#### [ACTION ITEM]
Return exactly the lines of the entries, from the one with "box: [329, 200, 350, 210]" to the last.

#### [EXERCISE DATA]
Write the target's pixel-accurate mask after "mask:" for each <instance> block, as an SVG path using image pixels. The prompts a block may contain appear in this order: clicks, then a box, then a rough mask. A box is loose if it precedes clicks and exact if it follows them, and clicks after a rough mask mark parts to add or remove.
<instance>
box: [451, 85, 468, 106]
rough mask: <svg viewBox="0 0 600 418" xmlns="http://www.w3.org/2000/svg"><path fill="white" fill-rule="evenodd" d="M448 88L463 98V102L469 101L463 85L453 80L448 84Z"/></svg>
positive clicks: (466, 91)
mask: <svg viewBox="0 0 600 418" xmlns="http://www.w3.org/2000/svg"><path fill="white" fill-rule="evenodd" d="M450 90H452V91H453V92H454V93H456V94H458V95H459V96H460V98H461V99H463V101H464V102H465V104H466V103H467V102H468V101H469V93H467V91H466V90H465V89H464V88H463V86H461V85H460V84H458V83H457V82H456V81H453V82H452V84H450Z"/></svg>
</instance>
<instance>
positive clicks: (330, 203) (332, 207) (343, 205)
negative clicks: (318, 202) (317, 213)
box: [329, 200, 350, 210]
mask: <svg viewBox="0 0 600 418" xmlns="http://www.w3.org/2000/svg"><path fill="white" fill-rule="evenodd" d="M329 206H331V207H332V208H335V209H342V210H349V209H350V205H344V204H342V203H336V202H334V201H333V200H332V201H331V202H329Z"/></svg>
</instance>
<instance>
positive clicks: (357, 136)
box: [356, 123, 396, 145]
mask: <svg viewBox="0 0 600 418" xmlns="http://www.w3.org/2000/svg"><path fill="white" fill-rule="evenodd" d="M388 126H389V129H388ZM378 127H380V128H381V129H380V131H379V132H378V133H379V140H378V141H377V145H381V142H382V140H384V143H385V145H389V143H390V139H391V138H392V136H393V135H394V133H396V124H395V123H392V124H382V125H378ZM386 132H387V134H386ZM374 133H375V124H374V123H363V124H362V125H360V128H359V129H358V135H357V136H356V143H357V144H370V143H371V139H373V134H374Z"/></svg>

#### [REPLY]
box: [329, 200, 350, 210]
mask: <svg viewBox="0 0 600 418" xmlns="http://www.w3.org/2000/svg"><path fill="white" fill-rule="evenodd" d="M329 206H331V207H332V208H335V209H342V210H349V209H350V205H344V204H342V203H336V202H334V201H333V200H332V201H331V202H329Z"/></svg>
</instance>
<instance>
positive clicks: (357, 136)
box: [356, 123, 396, 145]
mask: <svg viewBox="0 0 600 418" xmlns="http://www.w3.org/2000/svg"><path fill="white" fill-rule="evenodd" d="M388 126H389V129H388ZM378 127H380V128H381V129H380V131H379V132H378V133H379V140H378V141H377V145H381V142H382V140H384V143H385V145H389V143H390V139H391V138H392V136H393V135H394V133H396V124H395V123H392V124H382V125H378ZM386 132H387V134H386ZM374 133H375V124H374V123H363V124H362V125H360V128H359V129H358V135H357V136H356V143H357V144H370V143H371V139H373V134H374Z"/></svg>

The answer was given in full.